### AUFGABEN
1. Wann hat der Deutsche Bundestag laut dem Schreiben zur Sperrklausel bei Europawahlen eine 3 %-Sperrklausel verabschiedet?
2. Führen Sie das Schreiben zur Sperrklausel bei Europawahlen nach seinem letzten Satz weiter.

___ VORLIEGENDER TEXT

Sehr geehrter Herr K.,

haben Sie vielen Dank für Ihre Anfrage.

Wie Sie zutreffend aufführen, sieht der Europäische Direktwahlakt eine verbindliche Sperrklausel in Höhe von 2-5 % vor. Wenn der Rechtsakt durch alle Mitgliedstaaten ratifiziert wird, muss also auch Deutschland eine solche Sperrklausel einführen.

Aus nationaler Perspektive existieren hinsichtlich der Höhe einer Sperrklausel Vorgaben durch das Bundesverfassungsgericht. Es hatte in seinem Urteil vom 9. November 2011 die bis dahin bei Europawahlen geltende 5 %-Sperrklausel wegen eines nicht gerechtfertigten Eingriffs in die Grundsätze der Wahlrechtsgleichheit für verfassungswidrig erklärt. In der Urteilsbegründung legte das Gericht dar, dass die Parlamentsqualität des Europäischen Parlaments nur eingeschränkt gegeben sei und dass eine Sperrklausel auf europäischer Ebene nicht erforderlich sei, um die Funktionsfähigkeit des Europäischen Parlaments zu gewährleisten.

In der Folge verabschiedete der Deutsche Bundestag im Juni 2013 eine 3 %-Sperrklausel. Diese wurde am 26. Februar 2014 vom BVerfG mit ähnlicher Begründung ebenfalls für verfassungswidrig erklärt. Das Gericht deutete jedoch an, dass der europäische Gesetzgeber seinerseits zu der Einschätzung gelangen kann, eine Sperrklausel sei für die Funktionsfähigkeit des EP erforderlich.

______
___ GESAMMELTE DATEN

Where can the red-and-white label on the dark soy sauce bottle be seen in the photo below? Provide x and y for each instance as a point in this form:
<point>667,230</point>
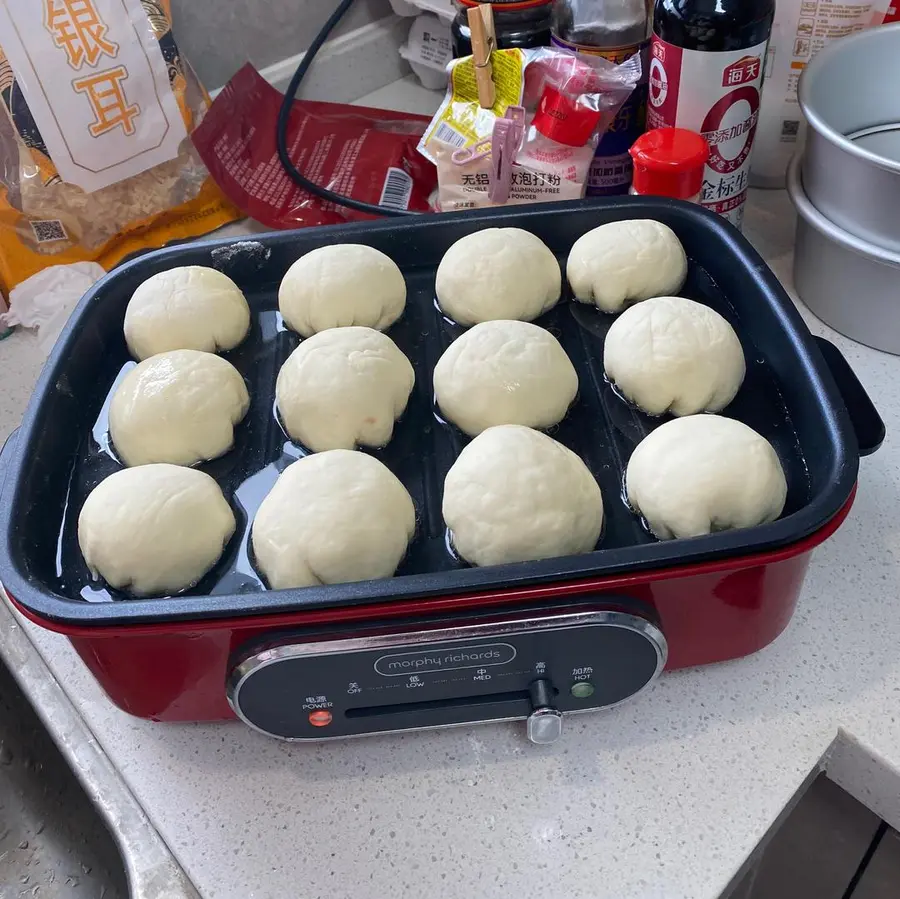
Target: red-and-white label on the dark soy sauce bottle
<point>716,94</point>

______

### LÖSUNGEN
1. Im Juni 2013.

2.
Genau das ist mit dem Direktwahlakt jetzt gewollt. Auch wir halten eine Stärkung des Europäischen Parlaments für sinnvoll. Dabei ergibt es auch Sinn, statt einer Fragmentierung der europäischen Parteienlandschaft klare Mehrheitsverhältnisse anzustreben. Angesichts der Vielzahl unterschiedlicher Wahlsysteme in Europa gibt es sicher keinen Zusammenhang zwischen Sperrklausel und „echter“ Parlamentsqualität. Aber solange das Wahlrecht ein nationales ist und man sich auf die Begründung des BVerfG einlässt, lässt sich durch eine Ratifikation des Direktwahlakts eine Aufwertung des EP erreichen.

Im Koalitionsvertrag haben sich SPD, Bündnis 90/Die Grünen und FDP darauf geeinigt, dem Direktwahlakt von 2018 auf Grundlage eines Regierungsentwurfs zuzustimmen, wenn bis zum Sommer 2022 kein neuer Direktwahlakt vorliegt. Dieser zeitliche Rahmen ist notwendig, wenn man bis zur nächsten Wahl zum Europäischen Parlament ein neues Wahlrecht schaffen will. Neben der Sperrklausel spielen auch andere Gestaltungselemente bei der Umsetzung des Direktwahlakts eine Rolle. So haben wir uns mit SPD und Bündnis 90/Die Grünen auch darauf geeinigt, teils transnationale Listen mit einem verbindlichen Spitzenkandidatensystem zu unterstützen.

Ich hoffe, ich konnte Ihnen unsere Position hiermit etwas näher bringen.